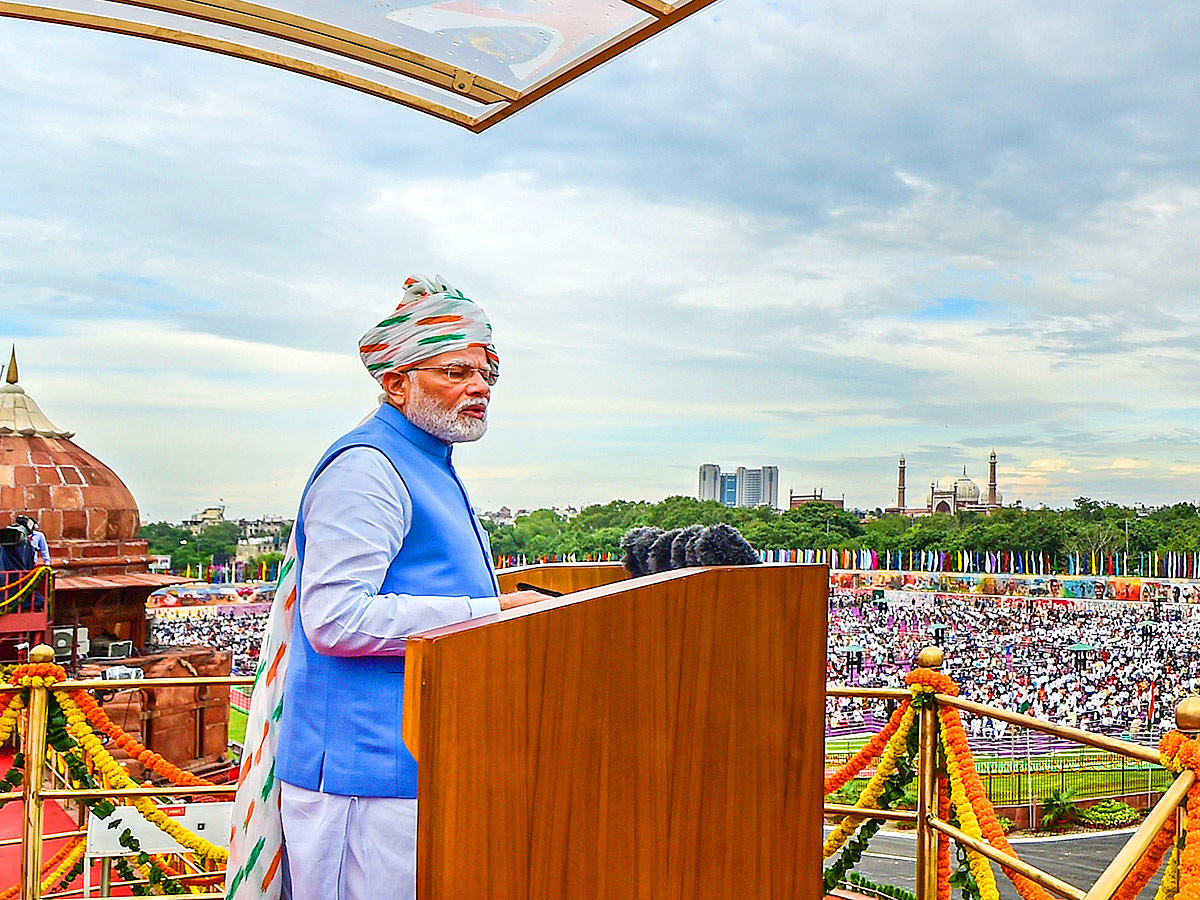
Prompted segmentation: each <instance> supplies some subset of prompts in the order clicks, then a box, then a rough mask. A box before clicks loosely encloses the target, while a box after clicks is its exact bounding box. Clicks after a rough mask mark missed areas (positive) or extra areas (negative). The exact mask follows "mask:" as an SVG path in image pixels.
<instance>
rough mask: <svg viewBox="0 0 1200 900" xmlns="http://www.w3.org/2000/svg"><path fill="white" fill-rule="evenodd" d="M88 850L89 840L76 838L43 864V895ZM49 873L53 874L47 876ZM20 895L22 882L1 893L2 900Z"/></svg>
mask: <svg viewBox="0 0 1200 900" xmlns="http://www.w3.org/2000/svg"><path fill="white" fill-rule="evenodd" d="M86 850H88V840H86V839H85V838H76V840H73V841H70V842H67V844H64V845H62V846H61V847H59V850H58V851H56V852H55V853H54V856H52V857H50V858H49V859H47V860H46V862H43V863H42V871H41V875H42V882H41V888H42V893H43V894H46V893H48V892H49V889H50V888H53V887H54V886H55V884H56V883H58V882H59V881H60V880H61V878H62V877H64V876H65V875H66V874H67V872H68V871H71V869H72V868H73V866H74V864H76V863H78V862H79V858H80V857H82V856H83V854H84V851H86ZM67 857H71V859H70V862H68V863H67V864H65V865H64V860H65V859H67ZM47 872H52V874H50V875H47ZM19 894H20V882H17V883H16V884H13V886H11V887H10V888H8V889H7V890H5V892H4V893H0V900H14V898H17V896H18V895H19Z"/></svg>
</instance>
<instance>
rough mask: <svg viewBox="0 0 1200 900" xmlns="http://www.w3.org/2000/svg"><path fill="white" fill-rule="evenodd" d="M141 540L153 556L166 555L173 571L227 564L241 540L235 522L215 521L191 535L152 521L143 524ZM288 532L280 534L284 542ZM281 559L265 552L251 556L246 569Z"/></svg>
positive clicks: (240, 528)
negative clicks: (144, 544)
mask: <svg viewBox="0 0 1200 900" xmlns="http://www.w3.org/2000/svg"><path fill="white" fill-rule="evenodd" d="M140 536H142V540H144V541H146V542H148V544H149V545H150V553H151V554H154V556H169V557H170V568H172V570H173V571H176V572H181V571H185V570H186V569H187V568H188V566H191V568H192V569H200V568H204V566H209V565H228V563H229V560H230V559H233V558H234V557H235V556H236V554H238V541H239V540H241V528H240V527H239V526H238V523H236V522H217V523H216V524H211V526H209V527H208V528H205V529H204V530H203V532H200V534H192V533H191V532H190V530H188V529H187V528H180V527H179V526H173V524H168V523H167V522H155V523H154V524H148V526H142V532H140ZM287 538H288V534H287V532H284V533H283V541H284V542H287ZM281 559H283V554H282V553H264V554H262V556H258V557H252V558H251V559H250V563H248V564H247V570H248V571H252V572H253V571H258V568H259V564H260V563H265V564H266V568H268V571H270V569H271V566H272V565H275V564H276V563H278V562H280V560H281Z"/></svg>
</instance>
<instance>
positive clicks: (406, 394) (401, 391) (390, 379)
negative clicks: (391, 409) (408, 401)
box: [379, 372, 408, 413]
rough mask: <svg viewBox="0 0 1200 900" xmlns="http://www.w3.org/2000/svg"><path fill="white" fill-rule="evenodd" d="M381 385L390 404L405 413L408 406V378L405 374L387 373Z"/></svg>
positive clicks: (381, 381)
mask: <svg viewBox="0 0 1200 900" xmlns="http://www.w3.org/2000/svg"><path fill="white" fill-rule="evenodd" d="M379 383H380V384H382V385H383V392H384V394H386V395H388V402H389V403H391V404H392V406H394V407H396V409H398V410H400V412H402V413H403V412H404V407H406V406H407V404H408V376H407V374H406V373H404V372H385V373H384V376H383V378H382V379H380V380H379Z"/></svg>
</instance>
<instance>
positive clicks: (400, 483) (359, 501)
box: [300, 446, 500, 656]
mask: <svg viewBox="0 0 1200 900" xmlns="http://www.w3.org/2000/svg"><path fill="white" fill-rule="evenodd" d="M301 515H302V516H304V532H305V550H304V564H302V566H301V571H300V584H301V596H300V618H301V620H302V622H304V632H305V636H306V637H307V638H308V642H310V643H311V644H312V647H313V649H314V650H317V653H324V654H326V655H330V656H400V655H403V653H404V641H406V638H407V637H408V635H410V634H415V632H418V631H427V630H428V629H433V628H439V626H442V625H450V624H452V623H455V622H463V620H466V619H472V618H478V617H480V616H491V614H493V613H497V612H499V611H500V602H499V600H498V599H497V598H494V596H488V598H468V596H415V595H412V594H380V593H379V588H380V587H382V586H383V580H384V576H385V575H386V572H388V568H389V566H390V565H391V562H392V560H394V559H395V558H396V554H397V553H398V552H400V548H401V546H402V545H403V542H404V538H406V536H407V535H408V528H409V524H410V523H412V520H413V502H412V498H410V497H409V494H408V488H407V487H404V482H403V480H402V479H401V478H400V475H398V474H397V473H396V469H395V468H394V467H392V464H391V463H390V462H389V461H388V457H385V456H384V455H383V454H382V452H379V451H378V450H374V449H372V448H366V446H355V448H350V449H348V450H344V451H343V452H341V454H338V456H337V457H336V458H335V460H334V461H332V462H331V463H329V466H326V467H325V469H324V472H322V473H320V475H318V476H317V480H316V481H313V484H312V487H310V488H308V493H307V494H306V496H305V500H304V508H302V510H301Z"/></svg>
__________
* [About this task] A faithful copy of the entries above is needed, one that contains no images.

* [Response area]
Prompted segmentation: each <instance> supplies some subset of prompts in the order clicks, then a box, then a rough mask. A box before clicks loosely encloses the target, while a box after clicks is its exact bounding box. Clicks after a rough mask mark missed areas (positive) or extra areas (negative). The exact mask follows "mask:" as an SVG path in image pixels.
<instance>
rough mask: <svg viewBox="0 0 1200 900" xmlns="http://www.w3.org/2000/svg"><path fill="white" fill-rule="evenodd" d="M88 850L89 840L76 838L43 864V895ZM49 873L53 874L47 876ZM20 895L22 882L1 893L2 900Z"/></svg>
mask: <svg viewBox="0 0 1200 900" xmlns="http://www.w3.org/2000/svg"><path fill="white" fill-rule="evenodd" d="M86 850H88V840H86V839H85V838H76V840H73V841H70V842H67V844H64V845H62V846H61V847H59V850H58V851H56V852H55V853H54V856H52V857H50V858H49V859H47V860H46V862H43V863H42V871H41V875H42V882H41V888H42V893H43V894H46V893H48V892H49V889H50V888H53V887H54V886H55V884H56V883H58V882H59V881H60V880H61V878H62V877H64V876H65V875H66V874H67V872H68V871H71V869H72V868H73V866H74V864H76V863H78V862H79V858H80V857H82V856H83V854H84V851H86ZM67 857H71V859H70V862H68V863H67V864H65V865H64V860H65V859H67ZM47 872H52V874H50V875H47ZM19 894H20V882H17V883H16V884H13V886H11V887H10V888H8V889H7V890H5V892H4V893H0V900H14V898H17V896H18V895H19Z"/></svg>
</instance>
<instance>
rough mask: <svg viewBox="0 0 1200 900" xmlns="http://www.w3.org/2000/svg"><path fill="white" fill-rule="evenodd" d="M141 540L153 556L166 555L173 571L227 564L241 540L235 522L215 521L191 535L152 521L143 524ZM288 532L280 534L284 542ZM281 559L265 552L251 556L246 569Z"/></svg>
positive clicks: (240, 528)
negative clicks: (144, 544)
mask: <svg viewBox="0 0 1200 900" xmlns="http://www.w3.org/2000/svg"><path fill="white" fill-rule="evenodd" d="M140 536H142V540H144V541H146V542H148V544H149V545H150V553H151V554H154V556H169V557H170V568H172V570H173V571H176V572H181V571H185V570H186V569H187V568H188V566H191V568H192V569H200V568H204V566H209V565H228V563H229V560H230V559H233V558H234V557H235V556H236V554H238V541H239V540H241V528H240V527H239V526H238V523H236V522H217V523H216V524H211V526H209V527H208V528H205V529H204V530H203V532H200V534H192V533H191V532H190V530H188V529H187V528H180V527H179V526H173V524H168V523H167V522H155V523H154V524H148V526H142V532H140ZM287 538H288V534H287V532H284V533H283V541H284V542H287ZM281 559H283V554H282V553H264V554H262V556H258V557H252V558H251V559H250V563H248V564H247V570H248V571H252V572H253V571H258V568H259V564H260V563H265V564H266V568H268V571H270V569H271V566H272V565H275V564H276V563H278V562H280V560H281Z"/></svg>
</instance>
<instance>
positive clicks: (406, 394) (401, 391) (390, 379)
negative clicks: (391, 409) (408, 401)
box: [379, 372, 408, 413]
rough mask: <svg viewBox="0 0 1200 900" xmlns="http://www.w3.org/2000/svg"><path fill="white" fill-rule="evenodd" d="M381 385L390 404L405 413L408 406V378L405 374L387 373Z"/></svg>
positive clicks: (381, 381)
mask: <svg viewBox="0 0 1200 900" xmlns="http://www.w3.org/2000/svg"><path fill="white" fill-rule="evenodd" d="M379 383H380V384H382V385H383V392H384V394H386V395H388V402H389V403H391V404H392V406H394V407H396V409H398V410H400V412H402V413H403V412H404V407H406V406H407V404H408V376H407V374H406V373H404V372H385V373H384V376H383V378H382V379H380V380H379Z"/></svg>
</instance>
<instance>
positive clicks: (400, 483) (359, 501)
box: [300, 446, 500, 656]
mask: <svg viewBox="0 0 1200 900" xmlns="http://www.w3.org/2000/svg"><path fill="white" fill-rule="evenodd" d="M301 515H302V516H304V532H305V550H304V564H302V566H301V571H300V584H301V596H300V618H301V620H302V622H304V632H305V636H306V637H307V638H308V642H310V643H311V644H312V647H313V649H314V650H317V653H324V654H326V655H330V656H400V655H403V653H404V641H406V638H407V637H408V635H410V634H415V632H418V631H427V630H428V629H433V628H439V626H442V625H450V624H452V623H455V622H463V620H466V619H472V618H478V617H480V616H491V614H493V613H497V612H499V611H500V602H499V600H498V599H497V598H494V596H488V598H468V596H415V595H412V594H380V593H379V588H380V587H382V586H383V580H384V576H385V575H386V572H388V568H389V566H390V565H391V562H392V560H394V559H395V558H396V554H397V553H398V552H400V548H401V546H402V545H403V542H404V538H406V536H407V535H408V528H409V524H410V523H412V520H413V502H412V498H410V497H409V494H408V488H407V487H404V482H403V480H402V479H401V478H400V475H398V474H397V473H396V469H395V468H394V467H392V464H391V463H390V462H389V461H388V457H385V456H384V455H383V454H382V452H379V451H378V450H374V449H372V448H366V446H355V448H350V449H348V450H344V451H343V452H341V454H338V456H337V457H336V458H335V460H334V461H332V462H331V463H329V466H326V467H325V469H324V472H322V473H320V475H318V476H317V480H316V481H313V484H312V487H310V488H308V493H307V494H306V496H305V500H304V508H302V510H301Z"/></svg>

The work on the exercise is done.